(Image-grounded pointing data)
***

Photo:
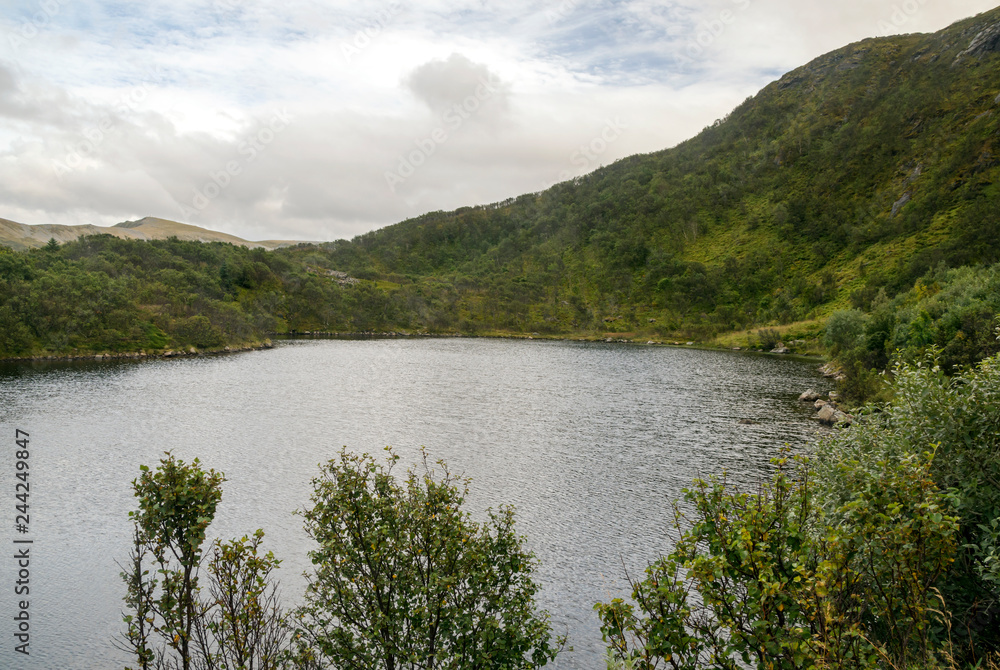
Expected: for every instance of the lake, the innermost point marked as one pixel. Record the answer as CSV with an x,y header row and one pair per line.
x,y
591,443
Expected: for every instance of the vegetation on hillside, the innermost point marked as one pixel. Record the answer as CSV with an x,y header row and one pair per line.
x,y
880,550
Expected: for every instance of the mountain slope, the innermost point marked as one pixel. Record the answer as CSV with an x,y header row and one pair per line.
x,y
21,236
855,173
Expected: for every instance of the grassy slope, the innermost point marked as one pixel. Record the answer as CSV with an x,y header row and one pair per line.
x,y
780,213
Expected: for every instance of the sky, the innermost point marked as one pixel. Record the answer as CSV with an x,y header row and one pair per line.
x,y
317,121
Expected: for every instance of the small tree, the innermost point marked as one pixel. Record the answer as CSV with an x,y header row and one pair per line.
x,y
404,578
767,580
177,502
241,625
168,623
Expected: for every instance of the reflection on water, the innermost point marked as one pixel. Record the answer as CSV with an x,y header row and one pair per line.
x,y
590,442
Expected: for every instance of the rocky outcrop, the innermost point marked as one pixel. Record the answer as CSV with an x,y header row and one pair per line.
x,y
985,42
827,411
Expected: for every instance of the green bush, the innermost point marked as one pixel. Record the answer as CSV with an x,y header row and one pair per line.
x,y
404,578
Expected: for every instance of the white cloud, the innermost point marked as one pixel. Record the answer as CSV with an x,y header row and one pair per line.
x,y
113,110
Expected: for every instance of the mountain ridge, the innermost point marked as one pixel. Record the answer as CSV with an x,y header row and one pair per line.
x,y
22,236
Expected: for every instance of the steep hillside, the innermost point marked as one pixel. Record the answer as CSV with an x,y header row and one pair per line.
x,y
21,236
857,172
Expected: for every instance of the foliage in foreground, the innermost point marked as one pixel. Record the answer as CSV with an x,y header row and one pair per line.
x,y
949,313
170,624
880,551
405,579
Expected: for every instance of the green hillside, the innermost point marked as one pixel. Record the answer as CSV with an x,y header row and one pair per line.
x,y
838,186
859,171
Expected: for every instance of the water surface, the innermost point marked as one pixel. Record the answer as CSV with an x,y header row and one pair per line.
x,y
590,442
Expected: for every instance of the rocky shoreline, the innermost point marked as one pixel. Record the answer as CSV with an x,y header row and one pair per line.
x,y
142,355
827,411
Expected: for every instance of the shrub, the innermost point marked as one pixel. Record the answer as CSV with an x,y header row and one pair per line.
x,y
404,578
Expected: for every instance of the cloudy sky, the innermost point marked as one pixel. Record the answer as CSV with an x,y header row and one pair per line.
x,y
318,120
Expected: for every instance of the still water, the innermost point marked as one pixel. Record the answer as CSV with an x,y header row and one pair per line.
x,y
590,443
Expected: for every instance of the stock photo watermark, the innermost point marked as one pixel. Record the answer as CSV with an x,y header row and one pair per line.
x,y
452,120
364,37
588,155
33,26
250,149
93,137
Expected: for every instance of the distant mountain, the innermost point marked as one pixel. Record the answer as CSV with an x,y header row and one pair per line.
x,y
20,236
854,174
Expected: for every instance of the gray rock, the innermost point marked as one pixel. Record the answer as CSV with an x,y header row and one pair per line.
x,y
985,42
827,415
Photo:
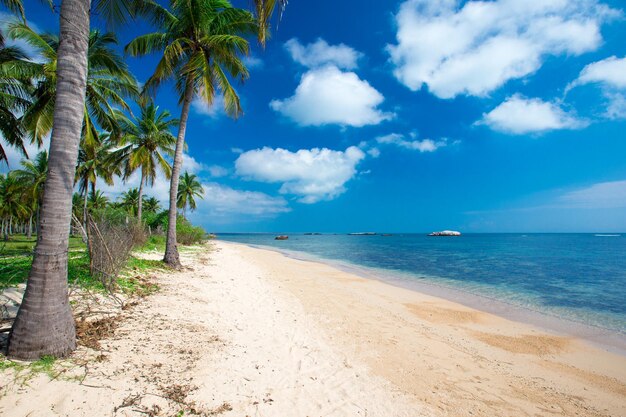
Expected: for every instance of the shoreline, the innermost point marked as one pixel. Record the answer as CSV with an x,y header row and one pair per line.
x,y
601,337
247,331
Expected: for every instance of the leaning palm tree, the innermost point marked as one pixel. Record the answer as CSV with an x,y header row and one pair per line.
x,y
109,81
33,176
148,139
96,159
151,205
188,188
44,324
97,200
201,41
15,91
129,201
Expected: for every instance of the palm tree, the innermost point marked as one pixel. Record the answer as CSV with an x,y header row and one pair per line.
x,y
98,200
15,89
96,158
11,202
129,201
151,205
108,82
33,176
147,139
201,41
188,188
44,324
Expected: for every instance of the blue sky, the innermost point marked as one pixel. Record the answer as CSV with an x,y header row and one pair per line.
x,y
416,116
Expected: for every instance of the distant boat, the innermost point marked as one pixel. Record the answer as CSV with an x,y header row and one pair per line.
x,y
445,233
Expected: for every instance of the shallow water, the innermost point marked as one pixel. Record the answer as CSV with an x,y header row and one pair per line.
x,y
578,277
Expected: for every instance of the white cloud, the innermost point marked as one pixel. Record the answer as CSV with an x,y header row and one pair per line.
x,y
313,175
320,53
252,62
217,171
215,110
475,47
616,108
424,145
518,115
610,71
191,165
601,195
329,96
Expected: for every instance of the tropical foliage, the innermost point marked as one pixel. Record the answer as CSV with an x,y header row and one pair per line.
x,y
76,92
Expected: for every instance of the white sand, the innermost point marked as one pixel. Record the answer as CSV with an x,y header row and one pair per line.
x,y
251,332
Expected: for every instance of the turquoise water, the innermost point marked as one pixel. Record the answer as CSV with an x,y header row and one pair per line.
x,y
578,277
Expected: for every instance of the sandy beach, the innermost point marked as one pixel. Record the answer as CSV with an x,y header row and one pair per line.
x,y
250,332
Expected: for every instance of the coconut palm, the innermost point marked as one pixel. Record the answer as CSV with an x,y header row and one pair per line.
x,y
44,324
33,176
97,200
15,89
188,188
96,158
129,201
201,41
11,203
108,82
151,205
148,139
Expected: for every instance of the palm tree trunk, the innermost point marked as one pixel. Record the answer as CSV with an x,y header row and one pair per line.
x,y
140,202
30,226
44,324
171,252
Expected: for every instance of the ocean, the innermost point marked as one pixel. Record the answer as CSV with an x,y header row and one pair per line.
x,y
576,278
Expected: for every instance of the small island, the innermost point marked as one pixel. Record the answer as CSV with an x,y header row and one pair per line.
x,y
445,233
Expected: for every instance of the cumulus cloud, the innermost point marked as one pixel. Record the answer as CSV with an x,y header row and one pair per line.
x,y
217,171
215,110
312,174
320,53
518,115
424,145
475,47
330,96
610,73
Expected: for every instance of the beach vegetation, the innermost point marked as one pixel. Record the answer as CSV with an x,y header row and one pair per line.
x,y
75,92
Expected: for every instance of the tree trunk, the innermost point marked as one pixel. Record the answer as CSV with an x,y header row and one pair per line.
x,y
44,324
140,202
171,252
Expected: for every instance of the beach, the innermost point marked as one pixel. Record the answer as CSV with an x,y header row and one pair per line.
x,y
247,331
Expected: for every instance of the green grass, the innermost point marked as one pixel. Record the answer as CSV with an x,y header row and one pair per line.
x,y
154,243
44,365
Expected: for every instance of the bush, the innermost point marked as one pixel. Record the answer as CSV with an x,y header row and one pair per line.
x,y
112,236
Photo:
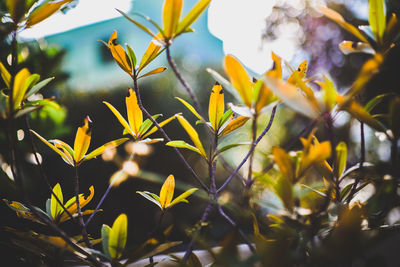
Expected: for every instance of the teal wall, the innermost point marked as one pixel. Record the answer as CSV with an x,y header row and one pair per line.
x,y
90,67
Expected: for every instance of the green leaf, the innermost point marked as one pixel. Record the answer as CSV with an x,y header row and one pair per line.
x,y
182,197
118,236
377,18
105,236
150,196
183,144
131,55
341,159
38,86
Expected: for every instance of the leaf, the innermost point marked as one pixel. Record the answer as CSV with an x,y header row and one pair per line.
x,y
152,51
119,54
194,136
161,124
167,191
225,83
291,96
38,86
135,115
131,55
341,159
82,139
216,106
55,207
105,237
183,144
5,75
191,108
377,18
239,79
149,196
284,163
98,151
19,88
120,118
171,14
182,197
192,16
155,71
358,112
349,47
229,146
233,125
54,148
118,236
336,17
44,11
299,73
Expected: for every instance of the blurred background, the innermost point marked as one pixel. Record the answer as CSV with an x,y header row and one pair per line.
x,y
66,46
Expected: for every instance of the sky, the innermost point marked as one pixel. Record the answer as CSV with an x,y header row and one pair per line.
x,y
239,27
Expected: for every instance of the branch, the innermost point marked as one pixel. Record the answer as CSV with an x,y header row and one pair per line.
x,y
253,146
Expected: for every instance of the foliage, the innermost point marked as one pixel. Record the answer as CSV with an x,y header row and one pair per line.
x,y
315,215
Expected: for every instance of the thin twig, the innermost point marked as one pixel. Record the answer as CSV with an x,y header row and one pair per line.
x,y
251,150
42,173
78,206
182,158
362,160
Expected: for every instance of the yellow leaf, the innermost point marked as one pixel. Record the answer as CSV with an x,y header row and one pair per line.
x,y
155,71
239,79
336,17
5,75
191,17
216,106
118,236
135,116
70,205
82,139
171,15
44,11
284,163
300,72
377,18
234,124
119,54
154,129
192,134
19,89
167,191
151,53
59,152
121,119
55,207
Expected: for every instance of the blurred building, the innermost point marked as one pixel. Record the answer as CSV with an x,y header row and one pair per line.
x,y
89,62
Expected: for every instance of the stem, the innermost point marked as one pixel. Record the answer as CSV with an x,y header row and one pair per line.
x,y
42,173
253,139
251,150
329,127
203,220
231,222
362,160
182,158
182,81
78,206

***

# [Exercise brief]
Set down the lines from the one with "Expected: for every instance of the stem, the" through the end of the data above. Keep each exactly as written and add no other line.

# [Written response]
Expected: for every instance of the stem, the innermost point marked as one pixel. Record the answer as CSV with an x,y header row and one pair per line.
x,y
42,173
253,139
251,150
329,127
203,220
231,222
362,160
182,158
182,81
78,206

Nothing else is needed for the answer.